> [Your assignment] In the text below about the Immigrants' Rights Clinic, which aspects of case preparation are students named as taking responsibility for?

> [Text shown]
Segment Open

In the Immigrants’ Rights Clinic, students represent individual immigrants and engage in multidisciplinary advocacy on behalf of immigrants’ rights organizations. Clients include asylum-seekers, immigrant survivors of domestic violence applying to change their status, and non-citizens with old or minor criminal convictions who seek humanitarian relief from deportation. Under the supervision of clinic director Jayashri Srikantiah, up to 12 students each semester assume responsibility for all aspects of case preparation, including interviewing clients and witnesses, investigating facts, writing pleadings, developing case strategies, and conducting legal research.
Students also collaborate with immigrants’ rights organizations on impact litigation, public education, grassroots advocacy, and media work. Students have developed “know-your-rights” materials for foreign students affected by post-9/11 restrictions, written a U.S. Supreme Court brief detailing the effect of deportation on immigrant communities, and planned and launched a project enabling a local domestic violence shelter to work with local law firms to provide legal assistance to survivors. The clinic’s work is particularly relevant in California’s San Mateo and Santa Clara counties, where about one third of the population is foreign-born.

Segment Closed

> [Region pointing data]
Segment Open

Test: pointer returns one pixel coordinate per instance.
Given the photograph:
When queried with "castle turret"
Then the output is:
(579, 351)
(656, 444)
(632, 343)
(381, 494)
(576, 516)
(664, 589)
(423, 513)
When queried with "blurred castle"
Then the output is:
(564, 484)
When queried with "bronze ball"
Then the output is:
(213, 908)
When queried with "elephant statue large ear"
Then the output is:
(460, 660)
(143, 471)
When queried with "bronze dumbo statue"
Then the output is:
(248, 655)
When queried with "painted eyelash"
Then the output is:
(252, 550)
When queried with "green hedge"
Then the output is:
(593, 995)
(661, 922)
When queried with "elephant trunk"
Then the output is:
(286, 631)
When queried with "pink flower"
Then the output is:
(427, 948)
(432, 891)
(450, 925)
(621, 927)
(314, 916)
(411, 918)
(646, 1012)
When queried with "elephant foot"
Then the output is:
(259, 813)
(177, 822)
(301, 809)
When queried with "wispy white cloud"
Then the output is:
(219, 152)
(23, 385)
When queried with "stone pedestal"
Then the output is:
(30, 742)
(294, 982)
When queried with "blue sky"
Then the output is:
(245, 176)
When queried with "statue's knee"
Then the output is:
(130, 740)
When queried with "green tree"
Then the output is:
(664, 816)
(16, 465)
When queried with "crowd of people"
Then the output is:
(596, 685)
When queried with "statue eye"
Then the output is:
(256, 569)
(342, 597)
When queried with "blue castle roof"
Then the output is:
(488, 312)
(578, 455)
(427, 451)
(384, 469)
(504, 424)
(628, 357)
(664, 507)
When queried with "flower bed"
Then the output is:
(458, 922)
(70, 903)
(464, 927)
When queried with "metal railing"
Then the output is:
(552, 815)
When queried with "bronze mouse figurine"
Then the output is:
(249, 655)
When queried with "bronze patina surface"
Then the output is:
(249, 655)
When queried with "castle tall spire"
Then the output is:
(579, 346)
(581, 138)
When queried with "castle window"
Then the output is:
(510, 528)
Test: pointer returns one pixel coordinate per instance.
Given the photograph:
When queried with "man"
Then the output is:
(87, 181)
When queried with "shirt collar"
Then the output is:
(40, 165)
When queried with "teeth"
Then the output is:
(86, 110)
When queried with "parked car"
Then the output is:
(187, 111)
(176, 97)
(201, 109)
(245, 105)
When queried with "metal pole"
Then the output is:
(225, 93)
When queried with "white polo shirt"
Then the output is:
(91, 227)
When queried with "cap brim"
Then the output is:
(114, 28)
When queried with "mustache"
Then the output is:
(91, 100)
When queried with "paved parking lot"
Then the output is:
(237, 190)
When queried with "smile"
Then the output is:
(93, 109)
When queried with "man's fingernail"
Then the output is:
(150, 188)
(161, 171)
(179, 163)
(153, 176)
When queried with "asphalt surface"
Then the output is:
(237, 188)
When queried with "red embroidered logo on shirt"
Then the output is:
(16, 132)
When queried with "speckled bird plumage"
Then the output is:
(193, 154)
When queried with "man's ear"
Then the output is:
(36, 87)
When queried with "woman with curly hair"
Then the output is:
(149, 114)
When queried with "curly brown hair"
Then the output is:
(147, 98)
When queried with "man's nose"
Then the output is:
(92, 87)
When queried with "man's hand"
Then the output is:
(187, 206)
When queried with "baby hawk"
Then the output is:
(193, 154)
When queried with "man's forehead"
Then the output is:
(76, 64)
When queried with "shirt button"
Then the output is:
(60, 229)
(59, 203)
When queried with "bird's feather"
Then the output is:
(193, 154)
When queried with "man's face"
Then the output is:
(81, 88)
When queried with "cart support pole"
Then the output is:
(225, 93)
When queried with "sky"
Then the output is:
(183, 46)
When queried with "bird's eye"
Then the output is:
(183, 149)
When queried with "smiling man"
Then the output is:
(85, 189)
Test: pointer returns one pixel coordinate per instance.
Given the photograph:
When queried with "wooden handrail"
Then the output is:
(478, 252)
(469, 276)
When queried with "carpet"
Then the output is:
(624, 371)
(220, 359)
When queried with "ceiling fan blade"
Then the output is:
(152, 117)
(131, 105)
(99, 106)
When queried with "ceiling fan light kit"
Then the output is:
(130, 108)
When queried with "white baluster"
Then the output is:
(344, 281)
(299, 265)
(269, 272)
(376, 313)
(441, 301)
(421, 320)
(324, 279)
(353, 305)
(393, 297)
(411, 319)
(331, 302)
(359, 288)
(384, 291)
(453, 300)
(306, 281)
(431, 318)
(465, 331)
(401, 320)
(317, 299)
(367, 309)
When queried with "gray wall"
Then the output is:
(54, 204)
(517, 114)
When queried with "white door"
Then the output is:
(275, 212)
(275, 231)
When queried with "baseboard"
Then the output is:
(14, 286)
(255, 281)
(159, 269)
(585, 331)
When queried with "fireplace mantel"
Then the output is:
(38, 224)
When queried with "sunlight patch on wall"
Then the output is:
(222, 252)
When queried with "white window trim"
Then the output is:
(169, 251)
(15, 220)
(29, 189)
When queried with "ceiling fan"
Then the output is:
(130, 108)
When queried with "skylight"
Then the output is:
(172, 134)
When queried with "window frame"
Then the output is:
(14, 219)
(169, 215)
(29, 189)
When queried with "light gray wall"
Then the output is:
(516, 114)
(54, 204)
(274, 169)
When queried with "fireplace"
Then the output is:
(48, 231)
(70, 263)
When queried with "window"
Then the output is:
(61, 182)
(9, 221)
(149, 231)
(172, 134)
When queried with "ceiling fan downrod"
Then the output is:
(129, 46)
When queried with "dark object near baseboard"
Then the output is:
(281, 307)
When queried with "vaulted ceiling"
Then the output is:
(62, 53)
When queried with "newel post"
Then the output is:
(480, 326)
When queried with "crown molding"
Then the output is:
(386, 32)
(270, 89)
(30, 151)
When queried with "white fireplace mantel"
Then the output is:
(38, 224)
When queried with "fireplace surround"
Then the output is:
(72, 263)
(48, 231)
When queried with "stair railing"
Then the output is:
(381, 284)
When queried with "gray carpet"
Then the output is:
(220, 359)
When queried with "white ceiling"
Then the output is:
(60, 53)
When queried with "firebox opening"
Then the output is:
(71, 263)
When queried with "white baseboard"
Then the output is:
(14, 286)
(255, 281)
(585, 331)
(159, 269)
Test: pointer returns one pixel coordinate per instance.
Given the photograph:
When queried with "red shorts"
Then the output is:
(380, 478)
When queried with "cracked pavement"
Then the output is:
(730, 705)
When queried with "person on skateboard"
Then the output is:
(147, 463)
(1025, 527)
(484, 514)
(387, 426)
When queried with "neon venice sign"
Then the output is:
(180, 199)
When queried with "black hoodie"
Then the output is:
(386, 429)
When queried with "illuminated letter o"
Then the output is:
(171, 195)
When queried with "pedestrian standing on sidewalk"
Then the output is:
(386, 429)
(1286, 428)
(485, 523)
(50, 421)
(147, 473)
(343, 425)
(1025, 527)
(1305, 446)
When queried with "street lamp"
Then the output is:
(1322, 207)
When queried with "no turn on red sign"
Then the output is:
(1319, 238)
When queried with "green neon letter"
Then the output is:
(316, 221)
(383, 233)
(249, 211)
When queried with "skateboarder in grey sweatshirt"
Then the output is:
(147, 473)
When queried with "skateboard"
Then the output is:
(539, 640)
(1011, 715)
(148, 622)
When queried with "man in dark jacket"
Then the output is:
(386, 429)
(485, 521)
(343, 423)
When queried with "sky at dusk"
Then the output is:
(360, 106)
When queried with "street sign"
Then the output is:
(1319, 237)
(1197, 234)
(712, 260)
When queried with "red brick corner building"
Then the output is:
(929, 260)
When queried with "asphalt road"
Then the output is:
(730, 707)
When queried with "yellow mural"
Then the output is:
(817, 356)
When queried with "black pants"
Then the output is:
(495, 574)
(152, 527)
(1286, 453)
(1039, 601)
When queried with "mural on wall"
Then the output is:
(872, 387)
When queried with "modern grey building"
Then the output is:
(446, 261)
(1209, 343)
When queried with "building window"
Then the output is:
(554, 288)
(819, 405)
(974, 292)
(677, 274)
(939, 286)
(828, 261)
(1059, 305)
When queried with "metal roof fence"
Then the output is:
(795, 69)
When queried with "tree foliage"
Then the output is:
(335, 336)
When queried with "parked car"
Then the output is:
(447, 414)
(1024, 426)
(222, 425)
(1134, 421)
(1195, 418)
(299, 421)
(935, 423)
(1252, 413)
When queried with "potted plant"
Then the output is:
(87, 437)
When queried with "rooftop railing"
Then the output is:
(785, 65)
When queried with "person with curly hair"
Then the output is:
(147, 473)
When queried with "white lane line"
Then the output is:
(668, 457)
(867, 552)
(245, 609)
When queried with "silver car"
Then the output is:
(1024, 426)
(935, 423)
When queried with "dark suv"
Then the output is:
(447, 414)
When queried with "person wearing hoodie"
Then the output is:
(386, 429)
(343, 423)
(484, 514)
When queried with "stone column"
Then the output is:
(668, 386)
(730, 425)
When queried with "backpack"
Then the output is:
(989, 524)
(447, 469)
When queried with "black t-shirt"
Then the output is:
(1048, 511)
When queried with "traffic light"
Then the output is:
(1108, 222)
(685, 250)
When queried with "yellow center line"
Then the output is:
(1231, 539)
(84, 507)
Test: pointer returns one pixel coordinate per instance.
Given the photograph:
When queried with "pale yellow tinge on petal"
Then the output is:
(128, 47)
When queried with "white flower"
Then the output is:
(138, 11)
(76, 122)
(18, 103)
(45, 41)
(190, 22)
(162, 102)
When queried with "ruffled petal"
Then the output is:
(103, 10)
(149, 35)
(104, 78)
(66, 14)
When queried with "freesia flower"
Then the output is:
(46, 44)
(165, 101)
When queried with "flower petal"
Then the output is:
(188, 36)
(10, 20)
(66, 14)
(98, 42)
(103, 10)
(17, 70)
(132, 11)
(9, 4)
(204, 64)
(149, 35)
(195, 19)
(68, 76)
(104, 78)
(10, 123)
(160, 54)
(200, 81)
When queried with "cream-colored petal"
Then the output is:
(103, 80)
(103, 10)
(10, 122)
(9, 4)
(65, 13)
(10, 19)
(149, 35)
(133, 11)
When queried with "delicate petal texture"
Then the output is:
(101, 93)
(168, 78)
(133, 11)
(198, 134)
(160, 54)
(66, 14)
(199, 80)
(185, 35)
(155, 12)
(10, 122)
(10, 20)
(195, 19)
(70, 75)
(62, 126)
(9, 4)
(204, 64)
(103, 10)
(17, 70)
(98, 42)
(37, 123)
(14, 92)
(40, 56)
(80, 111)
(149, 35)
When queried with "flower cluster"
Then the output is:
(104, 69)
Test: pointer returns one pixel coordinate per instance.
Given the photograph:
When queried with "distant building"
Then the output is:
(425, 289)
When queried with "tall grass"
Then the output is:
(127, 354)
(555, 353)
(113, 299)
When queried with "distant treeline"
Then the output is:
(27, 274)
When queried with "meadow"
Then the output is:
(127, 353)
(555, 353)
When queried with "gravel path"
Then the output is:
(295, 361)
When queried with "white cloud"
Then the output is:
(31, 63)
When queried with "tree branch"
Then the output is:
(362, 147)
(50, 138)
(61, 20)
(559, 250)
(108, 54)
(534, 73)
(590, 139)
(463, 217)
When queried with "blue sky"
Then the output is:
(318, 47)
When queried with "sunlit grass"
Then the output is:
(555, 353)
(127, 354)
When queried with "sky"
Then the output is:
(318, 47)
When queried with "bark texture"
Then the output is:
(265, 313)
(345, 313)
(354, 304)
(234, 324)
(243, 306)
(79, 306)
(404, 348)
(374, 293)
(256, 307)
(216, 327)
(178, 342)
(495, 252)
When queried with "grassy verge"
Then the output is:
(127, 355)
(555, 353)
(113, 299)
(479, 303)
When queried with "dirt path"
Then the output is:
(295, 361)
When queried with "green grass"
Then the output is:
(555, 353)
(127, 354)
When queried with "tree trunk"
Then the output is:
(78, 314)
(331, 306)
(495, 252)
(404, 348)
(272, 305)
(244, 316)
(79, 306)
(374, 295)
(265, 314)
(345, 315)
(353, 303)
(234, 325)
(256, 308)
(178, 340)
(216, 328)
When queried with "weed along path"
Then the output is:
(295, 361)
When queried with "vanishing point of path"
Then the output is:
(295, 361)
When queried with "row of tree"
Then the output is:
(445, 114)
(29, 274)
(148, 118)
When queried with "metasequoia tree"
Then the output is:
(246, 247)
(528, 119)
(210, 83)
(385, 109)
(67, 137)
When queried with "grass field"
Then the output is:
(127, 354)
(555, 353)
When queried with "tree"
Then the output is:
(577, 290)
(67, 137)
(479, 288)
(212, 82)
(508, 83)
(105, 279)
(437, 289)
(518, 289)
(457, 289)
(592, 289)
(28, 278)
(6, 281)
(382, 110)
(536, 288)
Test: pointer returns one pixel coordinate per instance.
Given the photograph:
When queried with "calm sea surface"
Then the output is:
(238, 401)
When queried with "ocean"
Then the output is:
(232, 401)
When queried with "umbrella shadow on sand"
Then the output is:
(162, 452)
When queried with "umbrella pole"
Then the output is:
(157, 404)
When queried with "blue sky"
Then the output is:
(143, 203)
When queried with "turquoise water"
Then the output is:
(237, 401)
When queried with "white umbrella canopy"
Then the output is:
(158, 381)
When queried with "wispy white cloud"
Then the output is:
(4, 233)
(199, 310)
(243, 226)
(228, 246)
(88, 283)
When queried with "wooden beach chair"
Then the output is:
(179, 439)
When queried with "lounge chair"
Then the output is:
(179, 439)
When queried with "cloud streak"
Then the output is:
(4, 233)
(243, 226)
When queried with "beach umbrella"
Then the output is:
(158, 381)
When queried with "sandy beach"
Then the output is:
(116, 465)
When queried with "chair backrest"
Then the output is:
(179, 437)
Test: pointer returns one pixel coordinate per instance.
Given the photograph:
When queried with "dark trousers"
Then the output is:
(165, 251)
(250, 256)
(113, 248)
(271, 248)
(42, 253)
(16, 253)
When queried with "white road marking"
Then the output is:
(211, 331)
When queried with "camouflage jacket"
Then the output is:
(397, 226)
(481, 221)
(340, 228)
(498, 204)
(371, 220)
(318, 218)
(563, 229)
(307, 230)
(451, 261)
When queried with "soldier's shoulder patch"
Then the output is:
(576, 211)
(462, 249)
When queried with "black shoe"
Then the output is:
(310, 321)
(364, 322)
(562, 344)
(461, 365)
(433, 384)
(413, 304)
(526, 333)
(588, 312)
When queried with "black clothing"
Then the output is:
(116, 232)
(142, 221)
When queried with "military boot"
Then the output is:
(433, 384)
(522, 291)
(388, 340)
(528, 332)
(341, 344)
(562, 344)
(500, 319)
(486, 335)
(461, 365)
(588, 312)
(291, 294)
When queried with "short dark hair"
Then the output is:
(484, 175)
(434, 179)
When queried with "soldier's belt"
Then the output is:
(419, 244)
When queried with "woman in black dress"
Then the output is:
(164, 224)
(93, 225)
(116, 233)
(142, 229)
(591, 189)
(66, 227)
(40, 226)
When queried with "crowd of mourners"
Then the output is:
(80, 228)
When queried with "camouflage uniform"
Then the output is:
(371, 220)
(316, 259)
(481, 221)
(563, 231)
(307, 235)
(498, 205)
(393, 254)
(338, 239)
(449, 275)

Segment Closed

> [Answer for the task]
- Interviewing clients and witnesses
- Investigating facts
- Writing pleadings
- Developing case strategies
- Conducting legal research